*** Block opens ***

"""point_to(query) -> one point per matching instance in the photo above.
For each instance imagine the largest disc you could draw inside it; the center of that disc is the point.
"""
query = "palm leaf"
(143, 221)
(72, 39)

*** Block closes ***

Description of the task:
Where does the word "point" occur in the data? Copy every line that has it.

Expected answer:
"""point_to(query) -> one point per matching instance in the photo above.
For each instance imagine the largest disc you could draw inside it; the center of that disc is the point.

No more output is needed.